**THE TASK**
Shift every point coordinate in the answers by -129. Reproduce the rows, requests included, starting at the line containing "Please spot the castle ruin" and ending at the last row below.
***** DATA PROVIDED *****
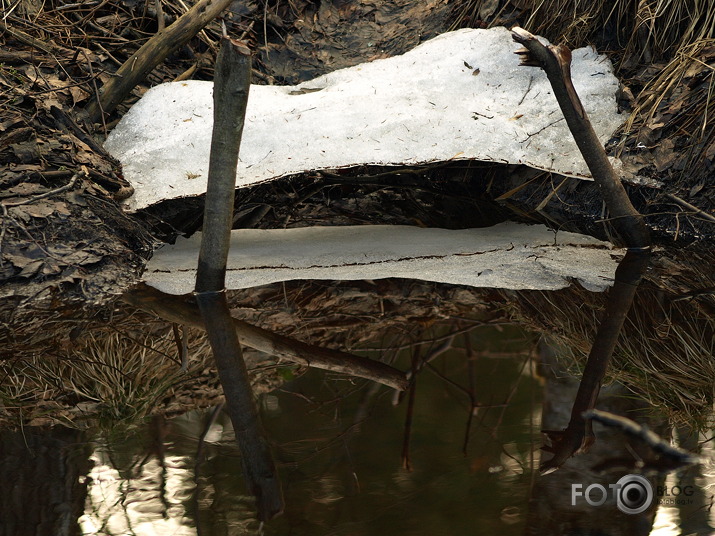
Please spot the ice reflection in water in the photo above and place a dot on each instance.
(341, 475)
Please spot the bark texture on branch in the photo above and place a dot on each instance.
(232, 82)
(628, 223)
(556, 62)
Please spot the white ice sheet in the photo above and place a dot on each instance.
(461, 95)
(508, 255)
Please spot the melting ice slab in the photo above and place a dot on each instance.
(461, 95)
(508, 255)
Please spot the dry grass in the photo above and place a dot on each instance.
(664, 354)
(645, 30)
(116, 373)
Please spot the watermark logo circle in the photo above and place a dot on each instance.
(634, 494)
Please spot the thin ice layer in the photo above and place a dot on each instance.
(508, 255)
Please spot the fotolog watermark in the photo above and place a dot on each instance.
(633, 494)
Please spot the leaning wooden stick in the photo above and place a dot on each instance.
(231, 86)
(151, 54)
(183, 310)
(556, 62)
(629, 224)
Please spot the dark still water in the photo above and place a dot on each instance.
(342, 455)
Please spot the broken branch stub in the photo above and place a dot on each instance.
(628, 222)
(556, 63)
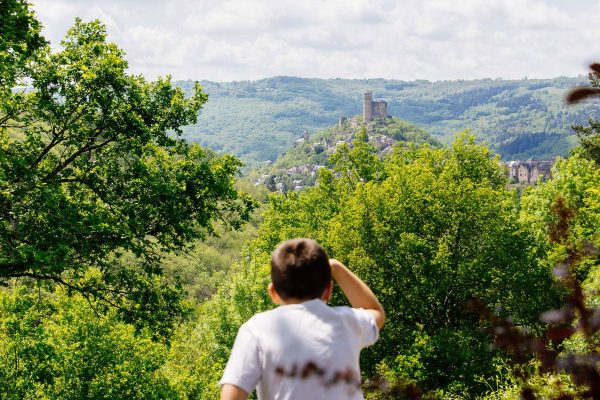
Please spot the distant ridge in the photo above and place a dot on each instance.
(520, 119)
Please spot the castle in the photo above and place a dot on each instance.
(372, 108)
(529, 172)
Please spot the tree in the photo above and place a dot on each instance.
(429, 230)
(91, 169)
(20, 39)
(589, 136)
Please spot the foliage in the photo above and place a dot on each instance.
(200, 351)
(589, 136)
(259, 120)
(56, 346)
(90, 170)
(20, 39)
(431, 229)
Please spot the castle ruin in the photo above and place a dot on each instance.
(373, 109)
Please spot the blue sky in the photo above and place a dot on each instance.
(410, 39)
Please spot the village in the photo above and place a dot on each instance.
*****
**THE OUTPUT**
Please spot the castle ruin in the photo above and place a dot on each instance.
(244, -20)
Please spot the blue sky in the photo above and place a dot on each instance.
(281, -90)
Please spot the village in the photo above and place a dot on each instance.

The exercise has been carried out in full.